List, in full, each line of the data below that contains the word "field".
------ The data
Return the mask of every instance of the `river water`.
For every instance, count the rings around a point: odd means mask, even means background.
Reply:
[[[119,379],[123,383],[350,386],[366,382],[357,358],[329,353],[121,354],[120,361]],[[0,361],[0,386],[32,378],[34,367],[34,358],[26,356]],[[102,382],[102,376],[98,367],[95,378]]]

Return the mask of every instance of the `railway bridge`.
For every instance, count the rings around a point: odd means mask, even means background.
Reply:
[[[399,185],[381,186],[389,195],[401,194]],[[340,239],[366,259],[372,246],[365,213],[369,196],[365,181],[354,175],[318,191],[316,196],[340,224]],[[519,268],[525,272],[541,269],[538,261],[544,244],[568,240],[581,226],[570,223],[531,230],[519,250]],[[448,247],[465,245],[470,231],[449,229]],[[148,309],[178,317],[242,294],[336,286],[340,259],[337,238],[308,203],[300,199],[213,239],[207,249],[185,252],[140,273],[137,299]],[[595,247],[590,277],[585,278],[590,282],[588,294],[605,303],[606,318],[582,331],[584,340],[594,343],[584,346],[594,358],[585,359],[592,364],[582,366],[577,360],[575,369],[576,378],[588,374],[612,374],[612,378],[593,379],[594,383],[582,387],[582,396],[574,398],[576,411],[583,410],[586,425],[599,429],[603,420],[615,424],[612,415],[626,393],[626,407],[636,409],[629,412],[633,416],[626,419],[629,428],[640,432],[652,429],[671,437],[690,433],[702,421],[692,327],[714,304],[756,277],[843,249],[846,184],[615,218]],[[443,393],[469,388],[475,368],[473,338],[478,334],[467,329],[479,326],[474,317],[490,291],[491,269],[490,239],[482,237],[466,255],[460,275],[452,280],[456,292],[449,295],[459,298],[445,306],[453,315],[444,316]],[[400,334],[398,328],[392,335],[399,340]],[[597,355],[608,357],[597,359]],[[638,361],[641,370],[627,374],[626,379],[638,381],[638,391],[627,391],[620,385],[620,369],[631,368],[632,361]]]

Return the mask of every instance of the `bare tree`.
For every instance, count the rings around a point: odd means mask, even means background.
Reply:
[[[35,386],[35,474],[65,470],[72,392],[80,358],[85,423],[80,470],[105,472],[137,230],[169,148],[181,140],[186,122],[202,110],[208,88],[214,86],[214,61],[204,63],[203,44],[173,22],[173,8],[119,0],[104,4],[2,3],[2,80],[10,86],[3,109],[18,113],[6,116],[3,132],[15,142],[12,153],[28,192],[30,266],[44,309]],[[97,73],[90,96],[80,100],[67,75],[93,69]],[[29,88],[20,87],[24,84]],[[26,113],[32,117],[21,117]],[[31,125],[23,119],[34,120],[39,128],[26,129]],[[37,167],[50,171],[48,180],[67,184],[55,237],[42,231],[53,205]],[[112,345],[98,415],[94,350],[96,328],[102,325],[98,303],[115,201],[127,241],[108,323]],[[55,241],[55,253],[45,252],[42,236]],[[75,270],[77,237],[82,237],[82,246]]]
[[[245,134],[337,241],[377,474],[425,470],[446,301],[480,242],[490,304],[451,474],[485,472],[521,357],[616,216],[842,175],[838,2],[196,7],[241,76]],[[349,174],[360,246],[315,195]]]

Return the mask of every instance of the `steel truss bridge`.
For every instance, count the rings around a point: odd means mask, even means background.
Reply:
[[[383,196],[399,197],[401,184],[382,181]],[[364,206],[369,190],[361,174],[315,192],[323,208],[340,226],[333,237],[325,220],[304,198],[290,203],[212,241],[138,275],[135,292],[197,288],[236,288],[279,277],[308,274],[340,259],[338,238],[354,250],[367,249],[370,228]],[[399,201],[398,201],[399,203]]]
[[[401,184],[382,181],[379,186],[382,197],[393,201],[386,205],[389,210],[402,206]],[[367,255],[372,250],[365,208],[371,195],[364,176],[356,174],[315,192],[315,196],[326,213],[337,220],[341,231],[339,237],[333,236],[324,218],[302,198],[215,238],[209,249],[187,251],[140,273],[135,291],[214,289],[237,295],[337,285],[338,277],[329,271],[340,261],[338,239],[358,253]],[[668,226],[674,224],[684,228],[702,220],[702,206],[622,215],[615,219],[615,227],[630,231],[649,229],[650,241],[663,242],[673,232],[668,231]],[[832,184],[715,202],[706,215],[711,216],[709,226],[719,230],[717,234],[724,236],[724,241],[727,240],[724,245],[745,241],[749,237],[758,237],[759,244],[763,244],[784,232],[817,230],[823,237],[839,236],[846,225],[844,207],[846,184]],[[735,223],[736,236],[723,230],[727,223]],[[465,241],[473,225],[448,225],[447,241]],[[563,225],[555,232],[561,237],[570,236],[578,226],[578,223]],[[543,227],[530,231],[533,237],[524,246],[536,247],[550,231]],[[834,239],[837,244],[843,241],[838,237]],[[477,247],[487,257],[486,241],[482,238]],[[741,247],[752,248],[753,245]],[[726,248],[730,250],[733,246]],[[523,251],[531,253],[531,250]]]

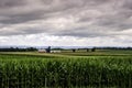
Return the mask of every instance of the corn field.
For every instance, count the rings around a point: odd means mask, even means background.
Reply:
[[[132,58],[0,55],[0,88],[132,88]]]

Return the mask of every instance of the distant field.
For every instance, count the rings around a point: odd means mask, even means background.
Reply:
[[[0,88],[132,88],[132,51],[1,52]]]

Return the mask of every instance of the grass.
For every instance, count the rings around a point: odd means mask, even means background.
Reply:
[[[0,53],[0,88],[131,88],[132,52]]]

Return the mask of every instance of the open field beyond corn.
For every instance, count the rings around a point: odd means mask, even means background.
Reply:
[[[132,52],[3,52],[0,88],[132,88]]]

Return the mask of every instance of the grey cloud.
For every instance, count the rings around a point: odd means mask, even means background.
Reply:
[[[79,37],[113,36],[112,32],[132,28],[131,6],[131,0],[0,0],[0,16],[4,16],[0,18],[0,24],[4,25],[0,30],[12,26],[7,32],[1,30],[0,35],[47,33]],[[7,8],[11,8],[12,13]],[[95,13],[91,14],[91,11]],[[65,21],[63,29],[59,28],[63,21],[55,25],[59,18],[66,19],[68,23],[69,16],[77,19],[73,20],[73,26],[65,25]],[[52,23],[54,19],[56,23]],[[40,26],[26,26],[32,25],[29,22],[35,21],[40,21],[36,22]],[[19,24],[23,24],[23,28],[15,26]]]

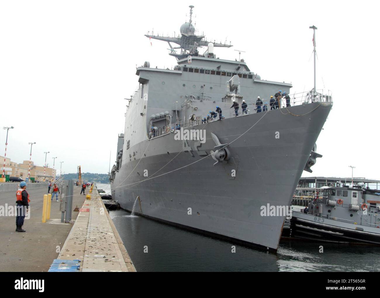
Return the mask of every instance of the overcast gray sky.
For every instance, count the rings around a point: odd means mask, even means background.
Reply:
[[[291,93],[313,87],[309,27],[316,26],[317,88],[331,90],[334,104],[317,143],[323,157],[303,175],[350,177],[352,165],[354,176],[380,179],[374,1],[0,1],[0,126],[15,127],[7,157],[28,160],[28,143],[35,142],[32,159],[40,165],[50,151],[47,162],[57,156],[55,168],[63,161],[66,173],[78,165],[107,172],[124,132],[123,99],[138,86],[136,65],[176,64],[167,43],[151,46],[144,35],[177,34],[189,5],[200,33],[234,45],[216,48],[218,57],[245,51],[251,70],[291,82]]]

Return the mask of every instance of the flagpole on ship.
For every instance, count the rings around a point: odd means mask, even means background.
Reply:
[[[310,29],[313,29],[313,45],[314,46],[314,92],[315,92],[317,89],[315,88],[315,30],[317,29],[317,27],[314,25],[309,27]]]

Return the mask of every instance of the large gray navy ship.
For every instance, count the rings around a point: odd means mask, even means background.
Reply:
[[[314,146],[331,97],[315,88],[287,104],[291,84],[262,80],[240,57],[220,59],[215,49],[232,46],[196,35],[190,7],[177,37],[146,35],[168,42],[177,65],[137,68],[112,199],[135,214],[276,251],[285,215],[262,216],[262,206],[291,204],[302,171],[321,156]],[[279,108],[269,102],[276,93]]]

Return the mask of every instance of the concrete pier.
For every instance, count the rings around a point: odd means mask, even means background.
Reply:
[[[57,258],[80,260],[79,271],[83,272],[136,271],[96,188],[90,195],[80,206]]]
[[[74,188],[73,209],[78,206],[80,212],[73,212],[73,224],[61,222],[55,198],[51,219],[43,223],[47,188],[27,187],[31,207],[30,218],[25,218],[23,227],[26,232],[15,231],[15,217],[0,217],[0,271],[46,272],[55,259],[80,260],[78,271],[136,271],[96,188],[90,200],[80,194],[81,189]],[[15,202],[15,192],[0,193],[0,205],[14,206]]]

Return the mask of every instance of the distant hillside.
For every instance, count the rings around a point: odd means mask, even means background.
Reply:
[[[109,180],[108,179],[108,174],[98,174],[94,173],[82,173],[82,176],[85,181],[89,181],[90,182],[95,182],[95,183],[109,183]],[[65,174],[65,180],[70,180],[72,179],[74,180],[78,180],[78,173],[73,173],[73,174]]]

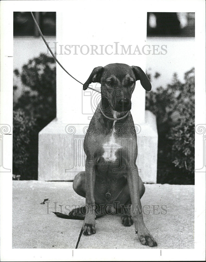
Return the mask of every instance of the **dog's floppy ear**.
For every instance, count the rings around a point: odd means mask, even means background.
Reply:
[[[83,90],[85,90],[91,83],[100,82],[103,69],[102,66],[98,66],[93,69],[89,78],[83,85]]]
[[[150,82],[144,72],[138,66],[133,66],[131,67],[136,78],[136,81],[140,80],[141,84],[147,91],[150,91],[152,88]]]

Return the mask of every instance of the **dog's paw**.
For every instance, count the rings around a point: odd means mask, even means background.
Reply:
[[[95,226],[91,224],[84,223],[82,227],[82,233],[85,236],[90,236],[96,232]]]
[[[136,232],[136,233],[138,234],[139,239],[142,245],[148,245],[151,247],[157,246],[157,242],[154,239],[152,236],[148,232],[144,234],[140,233],[139,234]]]
[[[133,224],[133,220],[130,215],[123,215],[121,219],[122,223],[125,227],[130,227]]]

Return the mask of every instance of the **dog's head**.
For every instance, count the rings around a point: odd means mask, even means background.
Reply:
[[[137,80],[145,90],[151,90],[151,84],[140,67],[110,64],[94,68],[83,88],[85,90],[91,83],[100,83],[102,100],[106,108],[122,112],[131,109],[131,97]]]

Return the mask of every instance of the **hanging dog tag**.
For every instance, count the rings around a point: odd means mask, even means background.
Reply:
[[[109,192],[107,192],[105,194],[105,197],[107,199],[110,199],[111,197],[111,194]]]

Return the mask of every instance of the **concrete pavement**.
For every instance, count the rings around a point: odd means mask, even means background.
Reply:
[[[157,247],[141,245],[134,225],[124,227],[117,215],[98,219],[96,233],[79,238],[82,221],[60,218],[52,211],[68,214],[85,199],[72,182],[35,181],[13,181],[13,247],[75,249],[79,239],[78,248],[194,248],[194,186],[145,185],[144,219]]]

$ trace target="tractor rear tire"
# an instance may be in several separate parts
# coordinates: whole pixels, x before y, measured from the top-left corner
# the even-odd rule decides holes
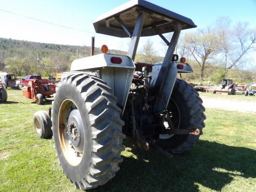
[[[0,89],[0,102],[6,102],[7,101],[7,92],[3,88]]]
[[[244,92],[244,96],[248,96],[248,95],[249,95],[249,92],[248,90],[246,90]]]
[[[204,121],[206,117],[202,102],[198,93],[192,86],[177,79],[167,107],[168,111],[172,113],[172,121],[175,128],[197,128],[200,134],[163,135],[156,141],[156,144],[173,153],[183,153],[194,146],[205,126]]]
[[[54,97],[53,138],[62,171],[77,188],[102,185],[123,160],[121,110],[111,88],[83,73],[62,78]]]
[[[34,126],[36,134],[40,138],[46,139],[52,136],[52,121],[46,111],[38,111],[34,115]]]
[[[42,105],[44,103],[44,97],[40,93],[36,94],[36,102],[38,105]]]

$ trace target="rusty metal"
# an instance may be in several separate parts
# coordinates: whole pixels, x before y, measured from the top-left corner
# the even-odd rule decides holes
[[[91,46],[91,56],[94,55],[94,42],[95,37],[92,37],[92,45]]]
[[[198,129],[170,129],[170,134],[176,134],[177,135],[190,134],[198,135],[200,134],[200,130]]]
[[[145,151],[148,151],[149,149],[149,143],[145,140],[134,139],[131,136],[126,136],[126,141],[129,143],[138,145]]]
[[[229,95],[230,93],[229,91],[226,91],[224,90],[214,90],[213,93],[217,93],[218,94],[224,94],[226,95]]]

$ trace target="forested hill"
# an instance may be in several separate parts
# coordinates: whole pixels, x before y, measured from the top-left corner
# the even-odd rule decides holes
[[[37,73],[37,53],[43,62],[40,62],[40,73],[55,75],[56,72],[69,69],[73,60],[90,55],[90,47],[40,43],[0,38],[0,72],[16,73],[22,76]],[[110,50],[108,52],[126,54],[119,50]],[[95,54],[100,53],[96,48]],[[7,68],[6,68],[6,66]]]

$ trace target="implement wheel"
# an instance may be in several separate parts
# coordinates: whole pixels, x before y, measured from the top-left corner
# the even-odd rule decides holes
[[[36,133],[40,138],[46,139],[52,136],[52,122],[46,111],[38,111],[34,115],[34,126]]]
[[[7,101],[7,92],[4,87],[0,87],[0,102],[6,102]]]
[[[197,128],[201,134],[205,126],[205,110],[196,91],[185,81],[177,79],[167,108],[172,112],[171,120],[175,128]],[[160,134],[156,142],[165,150],[180,153],[194,146],[200,135]]]
[[[121,110],[102,80],[82,73],[62,78],[54,97],[53,138],[62,170],[77,188],[102,185],[122,161]]]

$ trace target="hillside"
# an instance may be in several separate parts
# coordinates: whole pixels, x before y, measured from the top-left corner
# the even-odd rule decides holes
[[[69,69],[73,60],[90,56],[90,47],[60,45],[0,38],[0,72],[16,73],[22,76],[37,73],[37,53],[43,62],[39,63],[39,73],[55,75],[56,72]],[[119,50],[110,50],[110,53],[126,54]],[[95,48],[95,54],[101,53]],[[7,66],[7,68],[6,67]]]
------------
● **Answer in full**
Return the mask of every instance of the corn field.
Return the mask of every instance of the distant field.
Return the mask of every instance of the open field beyond corn.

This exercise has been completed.